• [The task]:
What lines in the entries below contain the word "arch"? Copy all of them.

(Referring expression pointing data)

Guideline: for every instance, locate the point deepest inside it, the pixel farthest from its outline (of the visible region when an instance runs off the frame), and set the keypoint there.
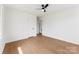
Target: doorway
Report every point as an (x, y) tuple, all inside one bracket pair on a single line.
[(39, 26)]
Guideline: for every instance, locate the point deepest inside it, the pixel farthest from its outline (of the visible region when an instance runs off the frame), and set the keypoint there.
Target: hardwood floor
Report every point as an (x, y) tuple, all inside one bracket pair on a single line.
[(41, 45)]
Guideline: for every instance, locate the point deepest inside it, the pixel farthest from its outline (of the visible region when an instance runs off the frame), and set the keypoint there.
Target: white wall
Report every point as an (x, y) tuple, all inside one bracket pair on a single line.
[(19, 25), (63, 25), (2, 40)]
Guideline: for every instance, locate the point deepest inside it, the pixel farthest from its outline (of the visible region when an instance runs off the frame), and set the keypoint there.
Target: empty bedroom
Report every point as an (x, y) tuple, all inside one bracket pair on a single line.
[(39, 28)]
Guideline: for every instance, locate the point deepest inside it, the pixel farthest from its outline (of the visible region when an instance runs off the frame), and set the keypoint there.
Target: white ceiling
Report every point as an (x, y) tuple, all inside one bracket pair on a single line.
[(34, 8)]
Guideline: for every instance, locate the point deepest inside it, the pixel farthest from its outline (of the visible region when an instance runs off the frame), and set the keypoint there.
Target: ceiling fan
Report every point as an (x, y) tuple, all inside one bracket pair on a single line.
[(44, 6)]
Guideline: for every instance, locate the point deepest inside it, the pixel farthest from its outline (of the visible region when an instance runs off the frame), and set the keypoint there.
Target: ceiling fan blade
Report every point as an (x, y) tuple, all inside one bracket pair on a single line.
[(46, 6), (44, 10)]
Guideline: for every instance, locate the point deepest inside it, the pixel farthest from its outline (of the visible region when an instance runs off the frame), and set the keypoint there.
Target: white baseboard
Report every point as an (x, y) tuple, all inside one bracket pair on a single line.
[(48, 35)]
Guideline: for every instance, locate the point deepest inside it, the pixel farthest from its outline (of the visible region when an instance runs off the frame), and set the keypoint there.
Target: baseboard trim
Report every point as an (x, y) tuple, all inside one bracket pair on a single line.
[(61, 39)]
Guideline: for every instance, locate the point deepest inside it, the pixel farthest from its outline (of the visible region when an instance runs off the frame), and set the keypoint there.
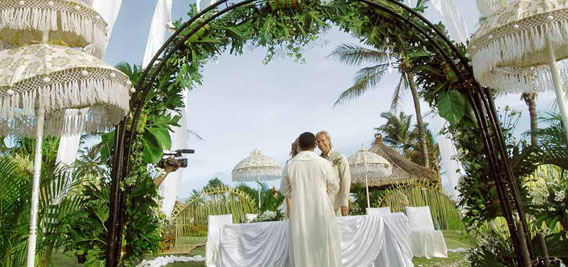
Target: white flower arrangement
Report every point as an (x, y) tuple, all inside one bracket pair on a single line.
[(559, 196)]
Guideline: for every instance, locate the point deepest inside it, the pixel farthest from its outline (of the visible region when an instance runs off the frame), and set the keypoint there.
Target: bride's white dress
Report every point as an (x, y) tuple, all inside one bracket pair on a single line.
[(313, 237)]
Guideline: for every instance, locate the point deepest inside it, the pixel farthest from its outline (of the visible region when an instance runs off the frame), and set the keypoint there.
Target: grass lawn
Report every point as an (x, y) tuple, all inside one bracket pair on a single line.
[(453, 240)]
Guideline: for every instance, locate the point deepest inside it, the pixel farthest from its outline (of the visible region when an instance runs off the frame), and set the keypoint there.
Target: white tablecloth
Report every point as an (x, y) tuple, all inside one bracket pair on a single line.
[(365, 241)]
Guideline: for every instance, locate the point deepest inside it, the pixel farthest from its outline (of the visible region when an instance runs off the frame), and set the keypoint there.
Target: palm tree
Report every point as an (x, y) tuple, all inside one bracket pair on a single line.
[(530, 100), (369, 77), (398, 132)]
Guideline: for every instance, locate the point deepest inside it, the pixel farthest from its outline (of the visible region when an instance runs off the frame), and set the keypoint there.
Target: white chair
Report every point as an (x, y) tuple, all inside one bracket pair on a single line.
[(378, 211), (215, 224), (426, 242), (249, 217)]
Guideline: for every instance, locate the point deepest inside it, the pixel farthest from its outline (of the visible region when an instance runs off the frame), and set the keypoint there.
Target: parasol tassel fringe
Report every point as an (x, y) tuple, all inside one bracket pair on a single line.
[(508, 48), (57, 97), (26, 18)]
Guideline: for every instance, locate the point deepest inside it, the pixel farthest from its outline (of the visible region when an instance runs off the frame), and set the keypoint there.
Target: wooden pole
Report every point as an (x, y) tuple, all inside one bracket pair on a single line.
[(544, 249)]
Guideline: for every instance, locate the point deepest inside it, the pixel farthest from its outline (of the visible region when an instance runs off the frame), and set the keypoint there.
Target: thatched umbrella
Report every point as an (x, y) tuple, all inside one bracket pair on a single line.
[(257, 167), (403, 170), (365, 165)]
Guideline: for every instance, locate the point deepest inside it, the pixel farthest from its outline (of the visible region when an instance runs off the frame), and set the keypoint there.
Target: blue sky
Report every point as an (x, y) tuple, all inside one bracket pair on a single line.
[(244, 104)]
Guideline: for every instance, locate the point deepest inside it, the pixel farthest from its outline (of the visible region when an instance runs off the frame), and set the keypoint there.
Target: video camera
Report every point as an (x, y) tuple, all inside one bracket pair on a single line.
[(175, 158)]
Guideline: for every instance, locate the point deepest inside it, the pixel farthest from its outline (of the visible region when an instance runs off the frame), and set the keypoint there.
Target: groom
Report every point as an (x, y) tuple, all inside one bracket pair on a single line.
[(341, 169), (313, 239)]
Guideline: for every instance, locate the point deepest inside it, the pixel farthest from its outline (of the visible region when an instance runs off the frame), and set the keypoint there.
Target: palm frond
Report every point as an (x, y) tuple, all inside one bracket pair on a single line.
[(402, 84), (355, 55), (365, 79)]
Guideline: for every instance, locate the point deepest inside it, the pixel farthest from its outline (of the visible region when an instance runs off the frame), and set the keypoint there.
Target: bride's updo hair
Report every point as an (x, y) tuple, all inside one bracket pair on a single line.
[(295, 148), (307, 141)]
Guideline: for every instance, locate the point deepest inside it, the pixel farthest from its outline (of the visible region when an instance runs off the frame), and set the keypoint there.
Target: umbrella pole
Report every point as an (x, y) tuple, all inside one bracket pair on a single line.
[(259, 188), (560, 97), (35, 186), (367, 187)]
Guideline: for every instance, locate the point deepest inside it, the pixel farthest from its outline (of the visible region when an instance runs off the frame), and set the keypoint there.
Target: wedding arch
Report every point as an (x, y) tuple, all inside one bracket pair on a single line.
[(440, 66)]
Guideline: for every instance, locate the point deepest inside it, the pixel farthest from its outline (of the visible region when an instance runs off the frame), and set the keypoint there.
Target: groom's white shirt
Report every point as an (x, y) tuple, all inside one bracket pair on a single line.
[(308, 180)]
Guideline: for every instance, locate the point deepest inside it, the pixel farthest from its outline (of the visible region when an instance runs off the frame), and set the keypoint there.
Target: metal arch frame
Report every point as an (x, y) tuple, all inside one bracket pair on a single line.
[(480, 98)]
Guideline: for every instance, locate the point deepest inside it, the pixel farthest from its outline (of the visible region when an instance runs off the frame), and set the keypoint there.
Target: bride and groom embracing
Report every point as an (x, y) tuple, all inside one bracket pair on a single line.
[(316, 188)]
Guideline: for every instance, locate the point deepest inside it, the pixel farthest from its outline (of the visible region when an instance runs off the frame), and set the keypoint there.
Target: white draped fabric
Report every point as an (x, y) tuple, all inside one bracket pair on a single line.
[(457, 29), (448, 152), (169, 187), (425, 240), (108, 9), (158, 28), (365, 241), (69, 145), (160, 21), (451, 17)]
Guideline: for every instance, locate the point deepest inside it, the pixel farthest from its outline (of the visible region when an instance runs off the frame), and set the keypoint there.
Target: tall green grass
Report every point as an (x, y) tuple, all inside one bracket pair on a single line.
[(445, 214)]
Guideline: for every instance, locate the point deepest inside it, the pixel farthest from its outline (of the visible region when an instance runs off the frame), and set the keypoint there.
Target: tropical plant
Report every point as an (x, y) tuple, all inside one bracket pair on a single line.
[(530, 100), (88, 231), (14, 213), (548, 189), (397, 133), (55, 211), (369, 77), (191, 222), (270, 198), (445, 214)]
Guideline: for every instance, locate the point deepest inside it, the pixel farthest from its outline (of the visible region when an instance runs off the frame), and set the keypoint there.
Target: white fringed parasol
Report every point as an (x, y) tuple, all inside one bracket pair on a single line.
[(68, 22), (39, 82), (365, 165), (517, 47), (257, 167), (60, 78)]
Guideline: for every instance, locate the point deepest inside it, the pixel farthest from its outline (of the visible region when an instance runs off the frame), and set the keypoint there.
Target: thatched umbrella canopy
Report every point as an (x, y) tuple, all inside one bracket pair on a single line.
[(403, 170)]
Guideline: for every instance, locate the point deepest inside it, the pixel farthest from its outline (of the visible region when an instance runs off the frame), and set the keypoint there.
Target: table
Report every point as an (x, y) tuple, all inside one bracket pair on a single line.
[(380, 240)]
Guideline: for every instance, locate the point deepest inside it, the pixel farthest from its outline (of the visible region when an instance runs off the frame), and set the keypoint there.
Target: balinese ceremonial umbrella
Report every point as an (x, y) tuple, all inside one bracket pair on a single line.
[(39, 82), (516, 49), (67, 22), (365, 165), (257, 167)]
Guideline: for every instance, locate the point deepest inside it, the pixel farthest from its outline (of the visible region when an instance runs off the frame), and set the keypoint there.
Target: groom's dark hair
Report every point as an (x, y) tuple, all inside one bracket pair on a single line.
[(307, 141)]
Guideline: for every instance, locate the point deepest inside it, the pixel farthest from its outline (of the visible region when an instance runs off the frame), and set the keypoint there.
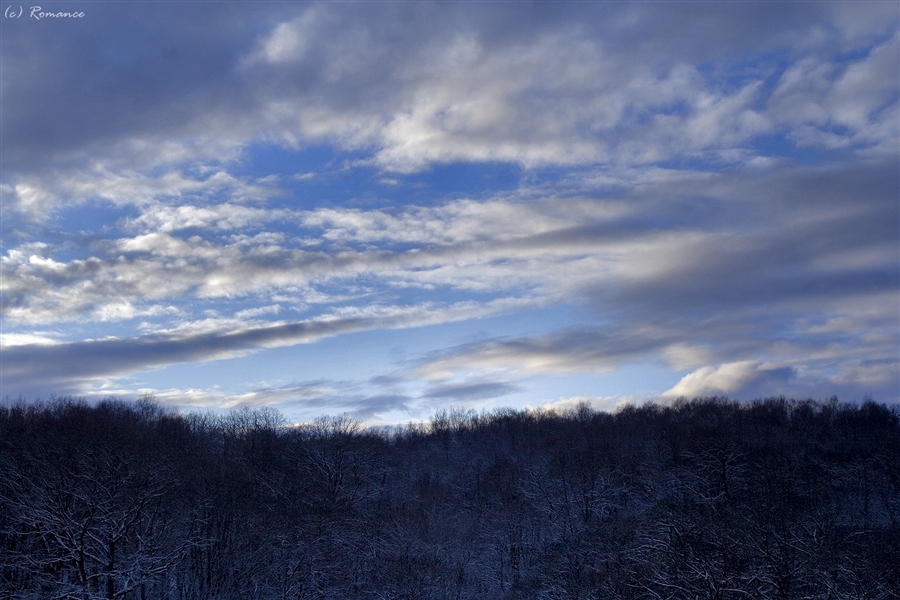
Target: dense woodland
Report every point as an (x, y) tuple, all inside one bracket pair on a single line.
[(704, 499)]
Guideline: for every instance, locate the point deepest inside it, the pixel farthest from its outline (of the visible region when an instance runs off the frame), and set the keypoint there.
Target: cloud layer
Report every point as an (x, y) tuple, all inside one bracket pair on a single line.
[(711, 188)]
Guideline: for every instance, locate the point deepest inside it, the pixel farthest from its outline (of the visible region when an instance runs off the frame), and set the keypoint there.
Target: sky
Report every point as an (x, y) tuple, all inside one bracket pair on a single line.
[(383, 209)]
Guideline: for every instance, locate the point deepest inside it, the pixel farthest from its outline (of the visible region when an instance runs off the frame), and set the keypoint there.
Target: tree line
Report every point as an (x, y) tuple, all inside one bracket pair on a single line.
[(706, 498)]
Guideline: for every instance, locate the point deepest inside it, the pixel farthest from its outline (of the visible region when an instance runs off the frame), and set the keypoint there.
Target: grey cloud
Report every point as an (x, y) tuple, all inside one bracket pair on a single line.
[(478, 390), (68, 366), (363, 73)]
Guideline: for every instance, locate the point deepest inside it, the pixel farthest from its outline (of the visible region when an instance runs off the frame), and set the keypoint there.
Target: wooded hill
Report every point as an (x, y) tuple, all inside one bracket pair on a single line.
[(704, 499)]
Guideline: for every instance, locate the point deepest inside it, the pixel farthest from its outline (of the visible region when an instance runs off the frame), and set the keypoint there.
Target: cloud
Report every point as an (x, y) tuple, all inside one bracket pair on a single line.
[(469, 390), (713, 187), (736, 378)]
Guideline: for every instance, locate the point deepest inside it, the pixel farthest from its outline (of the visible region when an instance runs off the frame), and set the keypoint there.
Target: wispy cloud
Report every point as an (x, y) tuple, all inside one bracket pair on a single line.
[(713, 188)]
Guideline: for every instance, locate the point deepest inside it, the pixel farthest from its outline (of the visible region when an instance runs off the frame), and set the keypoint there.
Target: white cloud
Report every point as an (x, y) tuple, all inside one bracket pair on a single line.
[(730, 379)]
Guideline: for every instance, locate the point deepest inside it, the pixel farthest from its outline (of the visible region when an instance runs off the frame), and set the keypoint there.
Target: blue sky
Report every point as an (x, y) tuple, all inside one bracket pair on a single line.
[(385, 208)]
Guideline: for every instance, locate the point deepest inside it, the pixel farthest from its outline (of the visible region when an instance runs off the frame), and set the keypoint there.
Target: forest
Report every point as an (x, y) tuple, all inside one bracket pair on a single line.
[(701, 499)]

• [Response to the exercise]:
Target: wedding arch
Target: metal arch frame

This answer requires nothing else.